WRITTEN INSTRUCTION: Which lines below contain the word "black"? Pick out each of them, treating case as significant.

Collection entries
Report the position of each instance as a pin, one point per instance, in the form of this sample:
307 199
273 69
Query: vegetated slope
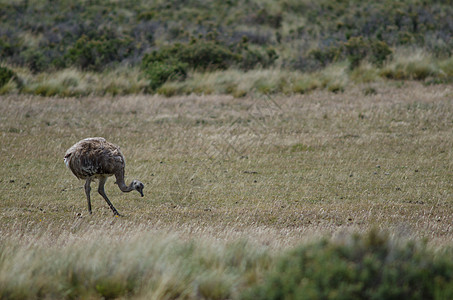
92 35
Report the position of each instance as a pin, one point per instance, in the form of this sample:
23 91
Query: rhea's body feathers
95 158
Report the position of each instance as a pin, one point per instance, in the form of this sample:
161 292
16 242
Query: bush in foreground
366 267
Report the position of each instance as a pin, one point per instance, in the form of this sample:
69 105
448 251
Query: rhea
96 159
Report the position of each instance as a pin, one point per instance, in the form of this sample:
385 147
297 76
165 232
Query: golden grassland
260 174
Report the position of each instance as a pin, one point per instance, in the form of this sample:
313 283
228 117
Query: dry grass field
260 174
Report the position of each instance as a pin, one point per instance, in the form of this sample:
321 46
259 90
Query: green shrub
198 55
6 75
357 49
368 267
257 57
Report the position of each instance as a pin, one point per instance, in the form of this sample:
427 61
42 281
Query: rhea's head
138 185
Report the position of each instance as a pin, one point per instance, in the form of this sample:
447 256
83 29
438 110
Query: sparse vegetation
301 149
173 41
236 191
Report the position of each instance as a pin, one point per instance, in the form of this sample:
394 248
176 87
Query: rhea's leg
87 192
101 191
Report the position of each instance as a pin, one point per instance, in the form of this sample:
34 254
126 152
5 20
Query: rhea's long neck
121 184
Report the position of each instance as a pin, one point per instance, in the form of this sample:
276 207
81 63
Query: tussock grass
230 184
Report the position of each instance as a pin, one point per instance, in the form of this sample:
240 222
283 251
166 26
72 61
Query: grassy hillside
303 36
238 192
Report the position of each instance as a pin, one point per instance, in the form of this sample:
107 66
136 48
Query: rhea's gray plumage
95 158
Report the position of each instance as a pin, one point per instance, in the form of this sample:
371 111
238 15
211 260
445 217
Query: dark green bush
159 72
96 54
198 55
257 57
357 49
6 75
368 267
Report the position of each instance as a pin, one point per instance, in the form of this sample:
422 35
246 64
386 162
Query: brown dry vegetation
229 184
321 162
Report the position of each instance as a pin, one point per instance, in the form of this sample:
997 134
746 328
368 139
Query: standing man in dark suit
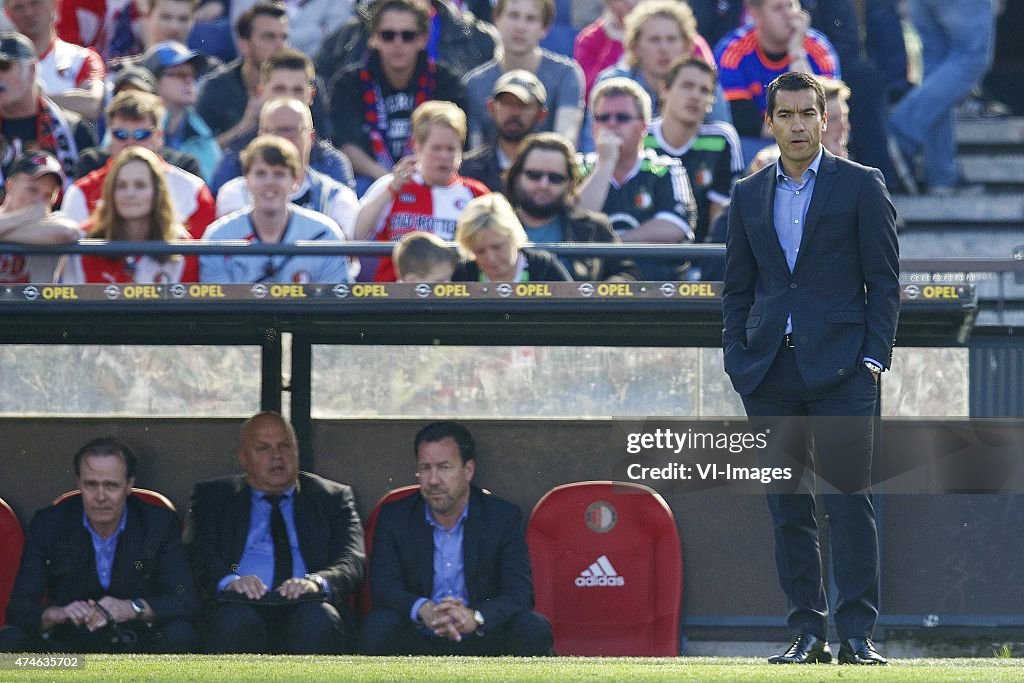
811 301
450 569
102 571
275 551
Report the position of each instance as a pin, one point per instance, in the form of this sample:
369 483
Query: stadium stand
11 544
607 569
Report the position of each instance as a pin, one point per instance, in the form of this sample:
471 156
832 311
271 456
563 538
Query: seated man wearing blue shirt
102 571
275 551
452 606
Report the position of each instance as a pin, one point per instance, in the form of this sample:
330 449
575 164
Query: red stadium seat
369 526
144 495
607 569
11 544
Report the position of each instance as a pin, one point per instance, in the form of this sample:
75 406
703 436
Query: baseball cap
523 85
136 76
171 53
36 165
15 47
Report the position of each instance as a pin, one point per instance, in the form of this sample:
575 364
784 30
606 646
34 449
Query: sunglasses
--
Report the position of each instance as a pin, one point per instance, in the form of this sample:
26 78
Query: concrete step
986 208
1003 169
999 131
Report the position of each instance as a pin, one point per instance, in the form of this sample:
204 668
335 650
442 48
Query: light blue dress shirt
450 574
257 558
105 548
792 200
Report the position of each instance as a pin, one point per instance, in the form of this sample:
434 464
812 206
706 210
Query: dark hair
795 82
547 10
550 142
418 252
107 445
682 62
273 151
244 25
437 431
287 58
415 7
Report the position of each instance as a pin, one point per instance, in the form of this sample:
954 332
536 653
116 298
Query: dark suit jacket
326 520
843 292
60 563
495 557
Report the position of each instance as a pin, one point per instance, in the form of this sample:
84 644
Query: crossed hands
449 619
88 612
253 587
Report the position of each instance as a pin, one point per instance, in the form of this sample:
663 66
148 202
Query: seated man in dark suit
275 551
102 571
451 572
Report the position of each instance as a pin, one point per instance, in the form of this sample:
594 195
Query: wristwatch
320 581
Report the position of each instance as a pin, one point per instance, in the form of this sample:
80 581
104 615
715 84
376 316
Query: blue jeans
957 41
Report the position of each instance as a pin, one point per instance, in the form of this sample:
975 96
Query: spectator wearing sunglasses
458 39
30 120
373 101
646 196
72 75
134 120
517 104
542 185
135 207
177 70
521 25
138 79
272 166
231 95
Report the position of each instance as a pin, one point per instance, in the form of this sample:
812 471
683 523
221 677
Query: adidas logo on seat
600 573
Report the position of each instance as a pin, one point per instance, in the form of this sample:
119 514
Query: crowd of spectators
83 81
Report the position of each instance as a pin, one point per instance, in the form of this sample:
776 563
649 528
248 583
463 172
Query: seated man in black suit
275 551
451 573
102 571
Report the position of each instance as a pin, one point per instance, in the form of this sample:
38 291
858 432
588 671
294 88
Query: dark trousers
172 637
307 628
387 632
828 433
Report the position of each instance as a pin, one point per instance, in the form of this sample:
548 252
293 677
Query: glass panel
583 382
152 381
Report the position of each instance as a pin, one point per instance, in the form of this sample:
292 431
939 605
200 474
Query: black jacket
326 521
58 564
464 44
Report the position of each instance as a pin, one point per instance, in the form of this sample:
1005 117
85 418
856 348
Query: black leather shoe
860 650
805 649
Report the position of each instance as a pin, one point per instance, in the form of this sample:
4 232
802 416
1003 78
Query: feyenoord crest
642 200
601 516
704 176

SOLUTION BELOW:
Query: seated man in black suit
Query: black jacket
Query: black leather shoe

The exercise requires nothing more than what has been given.